* [EXERCISE DESCRIPTION] Starting with the line that contains "point: the wildebeest", set down each line through the end of the entries below, exactly and with nothing added.

-- BEGIN DATA SUPPLIED --

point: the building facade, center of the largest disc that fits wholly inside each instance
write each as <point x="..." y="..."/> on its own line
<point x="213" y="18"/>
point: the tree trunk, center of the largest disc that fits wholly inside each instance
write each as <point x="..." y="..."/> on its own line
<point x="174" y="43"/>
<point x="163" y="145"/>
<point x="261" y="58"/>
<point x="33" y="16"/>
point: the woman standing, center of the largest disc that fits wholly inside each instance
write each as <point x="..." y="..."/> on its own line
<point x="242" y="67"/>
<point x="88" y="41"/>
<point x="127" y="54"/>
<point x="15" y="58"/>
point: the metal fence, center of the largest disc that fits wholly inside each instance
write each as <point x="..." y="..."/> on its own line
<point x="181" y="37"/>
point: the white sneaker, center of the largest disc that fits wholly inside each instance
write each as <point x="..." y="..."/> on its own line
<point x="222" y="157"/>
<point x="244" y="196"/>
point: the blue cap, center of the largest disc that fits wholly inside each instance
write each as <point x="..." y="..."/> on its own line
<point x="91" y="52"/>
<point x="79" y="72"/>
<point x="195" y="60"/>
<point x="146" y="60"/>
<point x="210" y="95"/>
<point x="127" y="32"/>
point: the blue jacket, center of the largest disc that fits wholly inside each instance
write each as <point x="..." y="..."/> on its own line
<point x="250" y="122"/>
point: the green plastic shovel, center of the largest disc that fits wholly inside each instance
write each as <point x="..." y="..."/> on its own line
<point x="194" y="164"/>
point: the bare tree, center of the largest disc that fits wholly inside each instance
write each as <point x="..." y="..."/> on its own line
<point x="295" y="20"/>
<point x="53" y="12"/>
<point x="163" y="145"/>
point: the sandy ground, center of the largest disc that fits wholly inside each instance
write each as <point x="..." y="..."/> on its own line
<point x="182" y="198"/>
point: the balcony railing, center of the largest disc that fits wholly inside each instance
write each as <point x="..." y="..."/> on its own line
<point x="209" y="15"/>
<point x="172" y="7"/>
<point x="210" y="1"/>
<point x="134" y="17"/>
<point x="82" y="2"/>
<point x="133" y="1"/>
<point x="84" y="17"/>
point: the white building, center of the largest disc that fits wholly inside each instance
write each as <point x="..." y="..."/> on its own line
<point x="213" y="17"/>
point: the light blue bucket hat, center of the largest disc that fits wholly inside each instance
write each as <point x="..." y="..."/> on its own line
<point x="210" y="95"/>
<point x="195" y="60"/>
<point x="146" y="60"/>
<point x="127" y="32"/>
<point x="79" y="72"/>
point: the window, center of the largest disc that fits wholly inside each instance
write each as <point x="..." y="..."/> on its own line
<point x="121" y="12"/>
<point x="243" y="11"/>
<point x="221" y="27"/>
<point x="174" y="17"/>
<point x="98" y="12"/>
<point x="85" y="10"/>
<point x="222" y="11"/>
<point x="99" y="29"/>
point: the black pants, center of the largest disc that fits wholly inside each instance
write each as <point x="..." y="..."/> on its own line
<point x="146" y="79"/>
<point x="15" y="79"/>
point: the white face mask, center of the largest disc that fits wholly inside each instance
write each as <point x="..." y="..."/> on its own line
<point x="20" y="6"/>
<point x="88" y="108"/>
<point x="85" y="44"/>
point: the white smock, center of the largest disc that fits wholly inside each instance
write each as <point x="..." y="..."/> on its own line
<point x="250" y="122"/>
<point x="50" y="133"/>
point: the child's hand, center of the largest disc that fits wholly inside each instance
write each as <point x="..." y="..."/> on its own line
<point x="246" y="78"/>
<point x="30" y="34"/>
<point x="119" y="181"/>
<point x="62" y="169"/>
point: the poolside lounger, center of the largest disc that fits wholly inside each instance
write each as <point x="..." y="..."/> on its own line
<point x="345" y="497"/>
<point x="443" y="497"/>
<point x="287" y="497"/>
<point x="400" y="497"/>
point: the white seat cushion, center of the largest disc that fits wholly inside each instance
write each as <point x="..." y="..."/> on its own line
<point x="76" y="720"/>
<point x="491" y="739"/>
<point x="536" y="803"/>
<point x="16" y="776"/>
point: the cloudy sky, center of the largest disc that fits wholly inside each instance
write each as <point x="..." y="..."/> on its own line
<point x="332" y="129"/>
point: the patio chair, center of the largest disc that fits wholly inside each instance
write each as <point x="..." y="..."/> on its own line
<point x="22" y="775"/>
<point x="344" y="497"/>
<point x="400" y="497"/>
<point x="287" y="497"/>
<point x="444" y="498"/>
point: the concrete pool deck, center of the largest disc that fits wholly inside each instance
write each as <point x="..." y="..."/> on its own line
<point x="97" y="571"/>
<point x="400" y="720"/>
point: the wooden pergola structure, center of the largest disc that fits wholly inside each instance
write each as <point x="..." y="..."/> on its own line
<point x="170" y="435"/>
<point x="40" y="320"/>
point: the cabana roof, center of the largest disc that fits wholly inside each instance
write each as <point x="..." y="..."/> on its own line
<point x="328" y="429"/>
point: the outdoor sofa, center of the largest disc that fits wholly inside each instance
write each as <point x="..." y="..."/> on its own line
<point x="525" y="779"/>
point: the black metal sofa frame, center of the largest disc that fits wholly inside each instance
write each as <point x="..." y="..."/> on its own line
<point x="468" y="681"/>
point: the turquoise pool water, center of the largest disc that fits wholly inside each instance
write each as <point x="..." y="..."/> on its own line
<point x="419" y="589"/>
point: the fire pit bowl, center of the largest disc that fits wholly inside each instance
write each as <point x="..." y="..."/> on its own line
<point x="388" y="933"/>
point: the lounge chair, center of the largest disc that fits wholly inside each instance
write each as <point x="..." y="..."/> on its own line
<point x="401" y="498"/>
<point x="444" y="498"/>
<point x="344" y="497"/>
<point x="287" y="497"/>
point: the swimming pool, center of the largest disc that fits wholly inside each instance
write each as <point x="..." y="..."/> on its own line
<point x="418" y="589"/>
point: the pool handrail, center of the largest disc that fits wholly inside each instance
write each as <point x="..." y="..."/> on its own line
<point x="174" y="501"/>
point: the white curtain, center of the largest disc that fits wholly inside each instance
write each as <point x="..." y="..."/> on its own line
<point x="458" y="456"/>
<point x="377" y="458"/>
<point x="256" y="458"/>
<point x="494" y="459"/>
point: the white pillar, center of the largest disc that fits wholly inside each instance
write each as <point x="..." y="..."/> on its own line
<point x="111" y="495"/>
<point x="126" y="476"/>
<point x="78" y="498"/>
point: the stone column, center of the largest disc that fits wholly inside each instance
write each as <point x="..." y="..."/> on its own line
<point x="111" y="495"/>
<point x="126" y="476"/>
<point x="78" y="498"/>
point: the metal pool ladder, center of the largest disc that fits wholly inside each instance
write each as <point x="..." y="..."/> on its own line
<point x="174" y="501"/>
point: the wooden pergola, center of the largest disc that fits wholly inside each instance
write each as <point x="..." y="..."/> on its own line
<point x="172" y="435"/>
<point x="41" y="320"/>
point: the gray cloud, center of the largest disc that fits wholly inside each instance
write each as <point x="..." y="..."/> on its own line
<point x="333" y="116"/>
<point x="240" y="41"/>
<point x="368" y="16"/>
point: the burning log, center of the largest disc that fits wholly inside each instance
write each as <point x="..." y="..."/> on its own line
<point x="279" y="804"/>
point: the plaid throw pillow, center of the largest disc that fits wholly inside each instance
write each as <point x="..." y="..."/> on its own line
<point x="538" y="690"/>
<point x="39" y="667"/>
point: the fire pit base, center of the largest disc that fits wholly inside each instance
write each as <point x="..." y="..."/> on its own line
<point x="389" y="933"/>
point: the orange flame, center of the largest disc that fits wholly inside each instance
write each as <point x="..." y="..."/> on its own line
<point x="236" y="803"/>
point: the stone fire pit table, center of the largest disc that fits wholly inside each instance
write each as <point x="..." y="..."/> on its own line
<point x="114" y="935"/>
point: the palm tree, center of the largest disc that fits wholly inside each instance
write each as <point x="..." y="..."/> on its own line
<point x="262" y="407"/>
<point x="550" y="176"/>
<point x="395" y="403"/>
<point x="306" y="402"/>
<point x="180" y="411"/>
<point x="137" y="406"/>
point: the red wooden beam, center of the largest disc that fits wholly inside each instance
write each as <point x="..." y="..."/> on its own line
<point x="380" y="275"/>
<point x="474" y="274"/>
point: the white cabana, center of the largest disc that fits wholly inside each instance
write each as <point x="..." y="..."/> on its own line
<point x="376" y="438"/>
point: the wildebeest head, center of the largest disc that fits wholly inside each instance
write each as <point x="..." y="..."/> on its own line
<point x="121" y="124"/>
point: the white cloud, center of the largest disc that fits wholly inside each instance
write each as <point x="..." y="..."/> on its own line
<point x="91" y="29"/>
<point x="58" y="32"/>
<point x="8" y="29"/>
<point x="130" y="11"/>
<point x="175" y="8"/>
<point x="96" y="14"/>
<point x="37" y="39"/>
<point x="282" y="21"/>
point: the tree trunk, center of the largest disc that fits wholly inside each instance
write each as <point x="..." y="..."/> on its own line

-- END DATA SUPPLIED --

* [EXERCISE ANSWER]
point: the wildebeest head, center of the largest disc that fits wholly inside each instance
write each as <point x="..." y="..."/> on its own line
<point x="121" y="124"/>
point: the white cloud, center of the largest disc that fits wholly inside each instance
write each as <point x="..." y="..."/> on its own line
<point x="91" y="29"/>
<point x="58" y="32"/>
<point x="8" y="29"/>
<point x="130" y="11"/>
<point x="175" y="8"/>
<point x="96" y="14"/>
<point x="37" y="39"/>
<point x="282" y="21"/>
point: the tree trunk, center of the largest disc that fits wholly inside each instance
write each as <point x="..." y="..."/> on its own line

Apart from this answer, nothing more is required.